- TRECHO DO TEXTO
=====

Pesquisa revela que maioria dos agressores de crianças são os pais

Levantamento feito com dados do Sistema de Informações para a Infância e Juventude, do governo federal, divulgado recentemente, revelou que pais e mães são responsáveis por metade dos casos de violações aos direitos de crianças e adolescentes, como maus-tratos, agressões, abandono e negligência.

Os números apontam que em 119.002 dos 229.508 casos registrados desde 2009, os autores foram os próprios pais (45.610) e mães (73.392). O levantamento, baseado em informações de 83% dos conselhos tutelares brasileiros, mostra também que os responsáveis legais foram autores de 4.403 casos. Padrastos tiveram autoria em 5.224 casos e madrastas foram responsáveis em 991.

A Procuradora de Justiça da Infância e da Juventude do Ministério Público do Rio de Janeiro, Kátia Regina Ferreira Lobo Andrade Maciel, presidente da Comissão da Infância e da Juventude do IBDFAM, observa que essa violência tem origem na disfunção da família, seja por uso de drogas, alcoolismo, doenças mentais, miséria extrema, dentre outros problemas sociais, além da ausência de afeto e de responsabilidade parental. Ela explica que essa violência pode acarretar, além das marcas físicas, marcas emocionais e psicológicas muito graves e, “com frequência, implica em um desenvolvimento deturpado da personalidade da criança, que pode vir a reproduzir estes comportamentos de risco no futuro, com o abuso de drogas e álcool e comprometimento com atos violentos”, reflete.

A procuradora relata que, segundo sua experiência, a proximidade entre agressor e vítima dificulta a descoberta da situação de violência, elevando o risco de reincidência.  “O núcleo familiar, muitas vezes, é conivente com o agressor que é o provedor da casa. Para que a violência seja descoberta, preventivamente, todas as pessoas que lidam no dia a dia com crianças e jovens deveriam estar capacitadas para detectar precocemente suspeitas ou confirmação de violência doméstica e sexual contra as crianças e notificar os órgãos competentes. A notificação é um fator decisivo para interrupção do processo ou ciclo de violência, como o disque denúncia ou as ouvidorias do Ministério Público. Aliás, os médicos, professores e responsáveis por estabelecimento de atenção à saúde e de ensino têm o dever de comunicar à autoridade competente os casos de que tenham conhecimento envolvendo suspeita ou confirmação de maus-tratos contra criança ou adolescente, sob pena de responderem por infração administrativa prevista no art. 245 do Estatuto da Criança e do Adolescente”.

=====

- DADOS FORNECIDOS
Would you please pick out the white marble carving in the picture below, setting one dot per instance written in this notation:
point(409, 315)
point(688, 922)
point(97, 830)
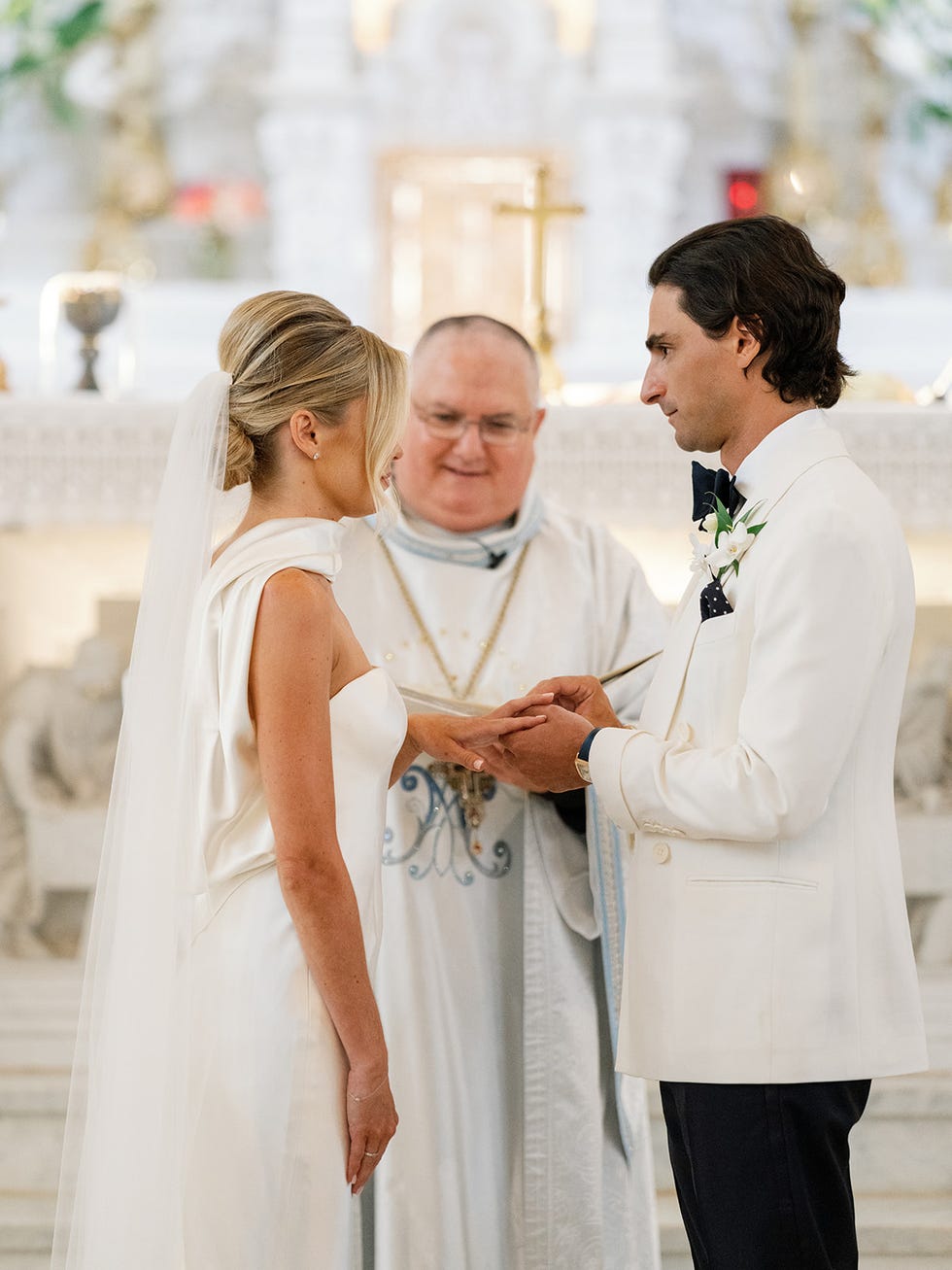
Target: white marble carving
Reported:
point(477, 78)
point(57, 748)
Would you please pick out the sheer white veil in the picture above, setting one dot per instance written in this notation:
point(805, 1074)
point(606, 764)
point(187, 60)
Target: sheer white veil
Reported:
point(127, 1124)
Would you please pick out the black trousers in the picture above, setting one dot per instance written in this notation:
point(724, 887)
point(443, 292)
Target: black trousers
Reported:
point(762, 1173)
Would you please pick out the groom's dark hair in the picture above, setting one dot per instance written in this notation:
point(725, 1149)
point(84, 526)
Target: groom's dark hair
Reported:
point(765, 271)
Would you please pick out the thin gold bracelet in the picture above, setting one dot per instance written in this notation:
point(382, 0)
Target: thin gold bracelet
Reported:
point(365, 1096)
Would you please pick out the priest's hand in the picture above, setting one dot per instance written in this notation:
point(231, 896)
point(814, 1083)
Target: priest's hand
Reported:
point(546, 756)
point(584, 695)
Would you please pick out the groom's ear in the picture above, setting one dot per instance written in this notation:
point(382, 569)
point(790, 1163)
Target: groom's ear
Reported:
point(745, 340)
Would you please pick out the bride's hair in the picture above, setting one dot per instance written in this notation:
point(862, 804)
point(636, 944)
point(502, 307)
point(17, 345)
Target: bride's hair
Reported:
point(289, 351)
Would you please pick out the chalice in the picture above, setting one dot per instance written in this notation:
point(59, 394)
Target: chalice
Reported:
point(90, 310)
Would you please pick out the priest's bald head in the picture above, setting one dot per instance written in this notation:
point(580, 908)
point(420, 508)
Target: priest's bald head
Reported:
point(475, 410)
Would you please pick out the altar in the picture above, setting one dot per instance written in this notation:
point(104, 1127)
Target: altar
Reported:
point(79, 479)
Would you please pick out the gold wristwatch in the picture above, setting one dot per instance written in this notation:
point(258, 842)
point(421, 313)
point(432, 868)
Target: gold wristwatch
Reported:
point(582, 758)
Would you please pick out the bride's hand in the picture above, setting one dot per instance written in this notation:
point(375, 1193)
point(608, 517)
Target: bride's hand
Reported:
point(371, 1121)
point(458, 739)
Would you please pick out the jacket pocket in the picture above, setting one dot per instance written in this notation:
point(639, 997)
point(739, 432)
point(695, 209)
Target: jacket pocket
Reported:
point(802, 883)
point(716, 628)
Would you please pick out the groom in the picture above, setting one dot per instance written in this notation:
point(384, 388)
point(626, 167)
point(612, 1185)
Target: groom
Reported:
point(768, 967)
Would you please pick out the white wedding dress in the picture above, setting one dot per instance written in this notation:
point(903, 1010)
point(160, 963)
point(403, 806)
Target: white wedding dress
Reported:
point(265, 1184)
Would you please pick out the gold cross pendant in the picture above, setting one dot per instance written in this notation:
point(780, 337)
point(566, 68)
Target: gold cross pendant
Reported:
point(471, 787)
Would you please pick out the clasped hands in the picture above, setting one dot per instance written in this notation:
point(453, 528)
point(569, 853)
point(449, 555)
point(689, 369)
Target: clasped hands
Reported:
point(529, 741)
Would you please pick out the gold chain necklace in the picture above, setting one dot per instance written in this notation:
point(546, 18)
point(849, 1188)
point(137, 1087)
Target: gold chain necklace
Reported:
point(488, 644)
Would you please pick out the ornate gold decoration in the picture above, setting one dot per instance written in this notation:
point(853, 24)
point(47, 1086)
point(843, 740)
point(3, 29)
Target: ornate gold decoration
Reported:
point(874, 257)
point(801, 179)
point(472, 789)
point(539, 212)
point(137, 181)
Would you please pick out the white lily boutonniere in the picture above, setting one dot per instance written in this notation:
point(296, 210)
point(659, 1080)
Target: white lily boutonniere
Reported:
point(725, 540)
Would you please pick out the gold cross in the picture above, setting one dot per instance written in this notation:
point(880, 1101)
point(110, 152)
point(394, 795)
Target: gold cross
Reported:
point(471, 787)
point(541, 212)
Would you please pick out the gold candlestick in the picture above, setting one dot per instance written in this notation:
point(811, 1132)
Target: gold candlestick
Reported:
point(89, 311)
point(539, 212)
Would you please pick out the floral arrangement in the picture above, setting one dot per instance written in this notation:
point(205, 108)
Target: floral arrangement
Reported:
point(725, 542)
point(220, 211)
point(914, 40)
point(38, 42)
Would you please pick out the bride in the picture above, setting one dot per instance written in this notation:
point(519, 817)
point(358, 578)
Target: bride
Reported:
point(230, 1088)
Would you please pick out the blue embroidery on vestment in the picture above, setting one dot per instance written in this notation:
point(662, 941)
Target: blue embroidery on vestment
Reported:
point(443, 842)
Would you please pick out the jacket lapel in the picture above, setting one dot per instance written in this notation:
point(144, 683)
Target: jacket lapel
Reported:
point(664, 694)
point(787, 465)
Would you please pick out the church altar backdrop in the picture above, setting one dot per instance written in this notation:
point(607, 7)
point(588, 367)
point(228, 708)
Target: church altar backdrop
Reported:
point(79, 479)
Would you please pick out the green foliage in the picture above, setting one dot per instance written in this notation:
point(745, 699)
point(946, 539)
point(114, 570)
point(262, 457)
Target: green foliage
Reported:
point(44, 49)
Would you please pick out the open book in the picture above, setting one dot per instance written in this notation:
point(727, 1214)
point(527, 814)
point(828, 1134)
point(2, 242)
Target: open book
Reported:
point(428, 703)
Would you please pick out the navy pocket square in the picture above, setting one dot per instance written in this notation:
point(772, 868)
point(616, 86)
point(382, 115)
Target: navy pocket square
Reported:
point(714, 602)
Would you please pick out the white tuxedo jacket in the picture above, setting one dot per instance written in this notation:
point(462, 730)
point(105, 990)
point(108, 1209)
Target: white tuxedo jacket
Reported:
point(766, 935)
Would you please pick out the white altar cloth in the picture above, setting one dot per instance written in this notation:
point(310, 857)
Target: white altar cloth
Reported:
point(83, 460)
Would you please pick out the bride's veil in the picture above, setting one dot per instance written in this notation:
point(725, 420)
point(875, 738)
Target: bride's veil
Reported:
point(120, 1187)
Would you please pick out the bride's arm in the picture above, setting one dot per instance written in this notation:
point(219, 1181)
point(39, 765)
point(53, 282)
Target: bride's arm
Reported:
point(289, 678)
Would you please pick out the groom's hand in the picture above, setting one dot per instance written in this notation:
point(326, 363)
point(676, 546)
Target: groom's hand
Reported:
point(584, 695)
point(546, 755)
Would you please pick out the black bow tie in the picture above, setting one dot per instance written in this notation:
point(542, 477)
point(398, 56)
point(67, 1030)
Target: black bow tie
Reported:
point(710, 485)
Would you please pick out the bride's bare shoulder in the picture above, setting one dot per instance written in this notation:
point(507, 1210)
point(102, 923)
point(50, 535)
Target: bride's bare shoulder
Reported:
point(297, 597)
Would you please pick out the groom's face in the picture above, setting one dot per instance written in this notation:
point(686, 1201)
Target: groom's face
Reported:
point(695, 379)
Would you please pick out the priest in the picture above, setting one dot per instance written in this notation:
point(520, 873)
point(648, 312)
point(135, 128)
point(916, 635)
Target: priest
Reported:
point(499, 972)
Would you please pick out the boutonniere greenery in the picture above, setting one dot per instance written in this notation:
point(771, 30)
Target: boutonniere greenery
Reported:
point(725, 540)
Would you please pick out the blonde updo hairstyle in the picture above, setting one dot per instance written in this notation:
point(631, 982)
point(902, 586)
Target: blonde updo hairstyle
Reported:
point(289, 351)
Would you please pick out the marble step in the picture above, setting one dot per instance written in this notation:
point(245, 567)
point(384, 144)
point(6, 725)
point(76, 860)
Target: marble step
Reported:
point(895, 1232)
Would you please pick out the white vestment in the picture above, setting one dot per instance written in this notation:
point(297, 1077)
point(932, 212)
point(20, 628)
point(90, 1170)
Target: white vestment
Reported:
point(509, 1153)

=====

- ATIVIDADE 1
De acordo com o texto sobre violência contra crianças, em quantos casos os padrastos foram os autores?
- ATIVIDADE 2
Reproduza o trecho do texto sobre violência contra crianças que vai de "Levantamento feito com" até "responsáveis em 991.".
As linhas não têm relação com o texto.

- RESPOSTA 1
Em 5.224 casos.

- RESPOSTA 2
Levantamento feito com dados do Sistema de Informações para a Infância e Juventude, do governo federal, divulgado recentemente, revelou que pais e mães são responsáveis por metade dos casos de violações aos direitos de crianças e adolescentes, como maus-tratos, agressões, abandono e negligência.

Os números apontam que em 119.002 dos 229.508 casos registrados desde 2009, os autores foram os próprios pais (45.610) e mães (73.392). O levantamento, baseado em informações de 83% dos conselhos tutelares brasileiros, mostra também que os responsáveis legais foram autores de 4.403 casos. Padrastos tiveram autoria em 5.224 casos e madrastas foram responsáveis em 991.